[Bloco de texto]
Prisão de um
navio que traficava ilegalmente africanos "boçaes" pela marambaia.
A região sul fluminense, no
contexto da demografia do tráfico teve um relevante papel como área
estratégica, à medida que se tornou uma zona desprovida dos rigores
da lei, quanto à fiscalização das condições subumanas das
embarcações e todo aparelho burocrático para a prévia regularização
do exercício da atividade do tráfico legal. Assim como a região é
composta geograficamente de três baías, uma faixa de restinga e uma
série de ilhas, que compõem um cenário perfeito e estratégico, para
desembarques ilegais de escravos.
O fim do tráfico teve conseqüências
políticas. Substancialmente os gabinetes da Côrte estavam ligados
aos interesses dos cafeicultores do Vale do Paraíba. Dentre eles,
destacava-se a pessoa de Joaquim José de Souza Breves, que era
Deputado Provincial e defensor da estrutura oligárquica imperial e
escravista. Ele lutou na Revolução Liberal de 1842 pela permanência
do ministério liberal no governo e em cargos provinciais.

[Trecho de dados]
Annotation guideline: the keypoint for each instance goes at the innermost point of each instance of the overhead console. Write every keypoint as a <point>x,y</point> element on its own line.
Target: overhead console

[Exercício curto A] Que cargo Joaquim José de Souza Breves ocupava, de acordo com o texto sobre o tráfico no sul fluminense?
[Exercício curto B] Extraia do texto sobre o tráfico no sul fluminense o trecho que se abre com as palavras que contêm "O fim do tráfico" e se fecha com "em cargos provinciais.".
[Exercício curto C] Diga se cada afirmação concorda com o texto sobre o tráfico no sul fluminense e cite as palavras que decidem: (i) a região é formada geograficamente por três baías; (ii) Breves lutou na Revolução Liberal de 1842; (iii) o fim do tráfico não teve consequências políticas.
Responda com base apenas no texto.

[Resposta do exercício A] Era Deputado Provincial.

[Resposta do exercício B]
O fim do tráfico teve conseqüências
políticas. Substancialmente os gabinetes da Côrte estavam ligados
aos interesses dos cafeicultores do Vale do Paraíba. Dentre eles,
destacava-se a pessoa de Joaquim José de Souza Breves, que era
Deputado Provincial e defensor da estrutura oligárquica imperial e
escravista. Ele lutou na Revolução Liberal de 1842 pela permanência
do ministério liberal no governo e em cargos provinciais.

[Resposta do exercício C]
(i) Sim: "composta geograficamente de três baías".
(ii) Sim: "Ele lutou na Revolução Liberal de 1842".
(iii) Não: "O fim do tráfico teve conseqüências políticas".